No surprise: the whole plan collapses. Although Aseneth's troops were killed by the two thousand soldiers in ambush, she manages to escape. Meanwhile Levi, the prophet, tells Leah's sons what is going on. But before they can set out at a gallop to intercept Aseneth, they first have to don their armour:
And they took each one of them his sword (τὴν ῥομϕαίαν) on his thigh (ἐπὶ τòν μηρóν), and their shields (τὰς ἀσπίδας) on their arms, and their spears (τὰ δóρατα) in their right hands. (Jos. Asen. 26.7Ph)
This detailed depiction of the weaponry makes one wonder. One might think of God's self-armament in the eschatological battle, or Moses' demand to those who fight the worshippers of the Golden Calf. 51 But our text's closest parallel is 1 Samuel 17. Here David says to the heavily armed Goliath:
‘You come to me with sword and with spear and with shield (ἐν ῥομϕαίᾳ καὶ ἐν δóρατι καὶ ἐν ἀσπίδι); and I am coming to you in the name of the Lord Sabaoth… And today the Lord will shut you up into my hand… And all this assembly will know that the Lord does not save by sword and spear (ἐν ῥομϕαίᾳ καὶ δóρατι), for the battle is the Lord's and the Lord will give you into our hands.’ (1 Sam. 17.45–47
But if so, then Leah's sons would be arming themselves like the archenemy of Israel. One wonders if such a self-ironic reading might be intended. Yet David's fight against Goliath is also the model of the next scene. Benjamin suddenly appears sitting on Aseneth's chariot. Jumping down he—like David—picks a smooth stone from the wadi and hurls it at Pharaoh's son, who falls from his horse, stricken on the left temple. 53 And Benjamin not only imitates David, he also multiplies his victims and kills with fifty stones the fifty mounted archers. Meanwhile the heavily armed sons of Leah—Reuben, Simeon, Levi, Judah, Issachar and Zebulon—appear on the scene and pursue the soldiers 54 who had lain in ambush, and all two thousand are killed by these six.
Does this conflation of David's and Goliath's military strategies prevail in the end? The two thousand and fifty Egyptians killed so far seems to suggest so. But our novel promotes a different ethic. First of all, God remains the only true saviour. While the sons of the maidservants bereft of their troops yet threaten Aseneth with drawn swords dripping with blood, she cries out to God. And all of a sudden the stretched out swords fall upon the ground and are reduced to dust. 55 Visually imagined this scene might have also some sexual connotations. 56
Both texts agree in this general theological position but formulate a somewhat different ethic. Noting that God fights against them, Bilhah and Zilpah fear the vengeance of their brother and beg for mercy from Aseneth. 57 She encourages them with the argument that their brothers are men who revere God and adds the proverb ‘and fear God and show due respect for everyone’. 58 In the short text Aseneth repeats Levi's commandment ‘do not repay evil for evil’, but also expands it to ‘every human being’. 59 While the sons of the maidservants hide themselves among the reeds, Leah's sons appear on the scene running like deers in pursuit. 60 Aseneth tries to calm them but Simeon is still in a rage because of this second attack against Joseph and his family. In the long text version Aseneth replies: ‘By no means, brother, should you repay evil for evil. Surely you will say that it is for the Lord to punish their crime.’ 61 So this text emphasizes that revenge is God's alone. In the shorter text Aseneth says: ‘By no means, brother, you should repay evil for evil to your neighbour, for the Lord will avenge this crime’. 62 Here, God will punish those who seek revenge.

------

- **Task**:
Answer each question from the excerpt on Aseneth.
(a) Which biblical chapter does it name as the closest parallel to the arming of Leah's sons?
(b) How many mounted archers does Benjamin kill, and with what?
(c) What happens to the swords of the maidservants' sons when Aseneth cries out to God?
The listing has no connection to the excerpt on Aseneth.

- **Given information**:

------

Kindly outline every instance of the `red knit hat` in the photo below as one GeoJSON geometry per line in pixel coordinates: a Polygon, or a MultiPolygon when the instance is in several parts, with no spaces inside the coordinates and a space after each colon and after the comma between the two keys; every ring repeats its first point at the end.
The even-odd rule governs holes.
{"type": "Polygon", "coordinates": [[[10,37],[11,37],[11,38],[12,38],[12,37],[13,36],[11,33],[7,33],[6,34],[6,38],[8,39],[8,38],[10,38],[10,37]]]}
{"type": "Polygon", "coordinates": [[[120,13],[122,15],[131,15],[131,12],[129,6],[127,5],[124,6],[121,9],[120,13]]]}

------

- **Answer to this task**:
(a) 1 Samuel 17.
(b) Fifty, with fifty stones.
(c) They fall upon the ground and are reduced to dust.